◆ ASSIGNMENT A: In the exhibition post, through what date does the show at the Saginaw Art Museum run?
◆ ASSIGNMENT B: Retype the stretch of the exhibition post from "I didn't really" through "my hilly neighborhood.".
◆ ASSIGNMENT C: According to the exhibition post, why does the artist base paintings on drawings and memory instead of photographs?

◆ DOCUMENT SEGMENT:
────────────────────────────────────────

Unbroken Thread Exhibition Heads Out to Saginaw Art Museum

One of the galleries in the Saginaw Art Museum


The art shippers came today and loaded 50 of my paintings onto the largest truck in America. They're taking the traveling exhibition Unbroken Thread: The Art of Philip Koch out to the Saginaw Art Museum in Michigan for its Dec. 9 opening (the show runs through Feb. 19, 2012). You can see a preview about the exhibit  that Midwest Gallery Guide magazine will run in its December issue on the "News" page of my website. I'm excited to see the work in the Museum's big spaces.

The "Thread" from the exhibit's title runs back into my history and into American art history. It's a thread that ties me to the American landscape painters from the past, especially the Hudson River School. The impact their art had on me in my early days can hardly exaggerated. 

Arriving in 1970 at my graduate program in painting at Indiana University I was burning with excitement to become a "real" painter. I'd mastered some hard won drawing and painting skills without a clear idea of where I wanted those skills to take me. Some of my first paintings upon arrival were attempts to paint imaginary planets. As I hadn't spent much time on such worlds these early oils were a real jumble. 

Amazing as it seems to me now, at the time I had no idea what 19th century American landscape painting looked like. Fortunately the Indiana University Art Museum had a few excellent examples,
in particular a to-die-for little John Frederick Kensett coastal scene. Intrigued by that one oil painting I rummaged through the school's art library and found not only other great Kensett's but lots of other painters who spoke to me. Looking back what I was responding to was how much these old American landscapists had painted a world that looked ever so much like my boyhood home on the shore of Lake Ontario right outside of Rochester, NY. 

I didn't really want to paint just like these old guys- they could be too dark and way too detailed for my eye. But these paintings had something else- a remarkable emotional connection to places I felt I knew well. The lake shore by my house was cold and rocky and could easily be mistaken for coastal Maine, one of the favorite subjects of the  Hudson River School. And they had painted every corner of the New England forests. I'd grown up right next door to New England in upstate New York and those forests hadn't stopped at the state line. They blanketed my hilly neighborhood.

Most of all what I'd been looking for was a tradition I could personally relate to. These painters had painted a world that felt deeply familiar in a way my imaginary worlds never would. They put a strong steady new wind in my sails. It has taken me far.



Here's one of the pieces I sent off today, West from Monhegan,  oil on panel, 28 x 42", 2009. It's the island 12 miles off the coast of Maine that has been painted by so many of a later generation of American  artists- Edward Hopper, Rockwell Kent, Robert Henri, George Bellows, and so on. This is the view looking back from Monhegan Island towards the mainland mountains near Camden, ME. 

For the last 15 years or so I've adopted the practice of the older Hudson River School artists of basing my oil paintings on plein air drawings I do on location. As long time readers of this blog know, I never use photography as a source. Others can employ the camera, but for me it drains some of the magic of the experience. Working just from drawings and memory allows me to be free from the constraints of the actual observable colors that confront you. 

Here's the drawing I did standing next to Monhegan's one room school house that served as my source for the above painting.


West from Monhegan, vine charcoal, 8 x 10", 2006


Another painting in the Museum show is Otter Cove, oil on canvas, 44 x 55." Otter Cove is a spot on the Atlantic side of Mount Desert Island. It's a place Thomas Cole and Frederick Church knew well. 2008 and below that is the vine charcoal I drew at Otter Cove that inspired the larger oil. As you can see, I like to move trees and islands around.


 














Mt. Desert Island,  vine charcoal, 7 x 14", 2003


Both of these two charcoals were packed away in these heavy cardboard boxes along with the 33 other smaller works headed for the exhibit . Here they were this morning patiently waiting for the art shipper to arrive. Now that they're gone, boy does the studio seem big again. Guess I'll just have to paint something.

────────────────────────────────────────

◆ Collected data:

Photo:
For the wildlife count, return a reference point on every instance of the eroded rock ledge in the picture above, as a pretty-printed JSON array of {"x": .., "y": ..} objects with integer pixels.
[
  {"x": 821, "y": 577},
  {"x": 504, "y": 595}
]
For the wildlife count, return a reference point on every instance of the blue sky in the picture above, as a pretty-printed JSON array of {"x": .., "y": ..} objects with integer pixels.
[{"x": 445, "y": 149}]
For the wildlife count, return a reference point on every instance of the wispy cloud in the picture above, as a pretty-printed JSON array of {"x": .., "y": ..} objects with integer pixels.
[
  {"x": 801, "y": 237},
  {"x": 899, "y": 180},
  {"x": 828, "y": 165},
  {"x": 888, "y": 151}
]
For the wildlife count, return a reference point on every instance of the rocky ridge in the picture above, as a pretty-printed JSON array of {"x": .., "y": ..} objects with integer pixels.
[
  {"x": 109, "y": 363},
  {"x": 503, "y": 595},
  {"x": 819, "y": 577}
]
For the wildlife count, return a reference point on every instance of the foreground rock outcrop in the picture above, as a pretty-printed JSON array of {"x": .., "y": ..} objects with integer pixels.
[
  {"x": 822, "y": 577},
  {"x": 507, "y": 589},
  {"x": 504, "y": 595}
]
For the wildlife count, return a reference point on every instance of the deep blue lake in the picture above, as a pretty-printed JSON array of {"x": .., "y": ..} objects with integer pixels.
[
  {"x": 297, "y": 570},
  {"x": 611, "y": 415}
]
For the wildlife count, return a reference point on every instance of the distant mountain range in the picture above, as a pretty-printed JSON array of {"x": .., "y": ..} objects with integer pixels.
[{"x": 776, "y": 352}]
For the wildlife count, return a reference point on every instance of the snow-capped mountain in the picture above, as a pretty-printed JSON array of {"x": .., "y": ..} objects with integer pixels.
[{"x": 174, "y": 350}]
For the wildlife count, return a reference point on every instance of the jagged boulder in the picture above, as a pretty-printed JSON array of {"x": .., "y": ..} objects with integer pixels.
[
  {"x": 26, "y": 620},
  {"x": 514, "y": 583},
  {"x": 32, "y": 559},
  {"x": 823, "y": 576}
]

────────────────────────────────────────

◆ TASK RESULT A: Feb. 19, 2012.

◆ TASK RESULT B:
I didn't really want to paint just like these old guys- they could be too dark and way too detailed for my eye. But these paintings had something else- a remarkable emotional connection to places I felt I knew well. The lake shore by my house was cold and rocky and could easily be mistaken for coastal Maine, one of the favorite subjects of the  Hudson River School. And they had painted every corner of the New England forests. I'd grown up right next door to New England in upstate New York and those forests hadn't stopped at the state line. They blanketed my hilly neighborhood.

◆ TASK RESULT C: Using the camera drains some of the magic of the experience. Working only from drawings and memory also frees the artist from the constraints of the actual colors in front of them.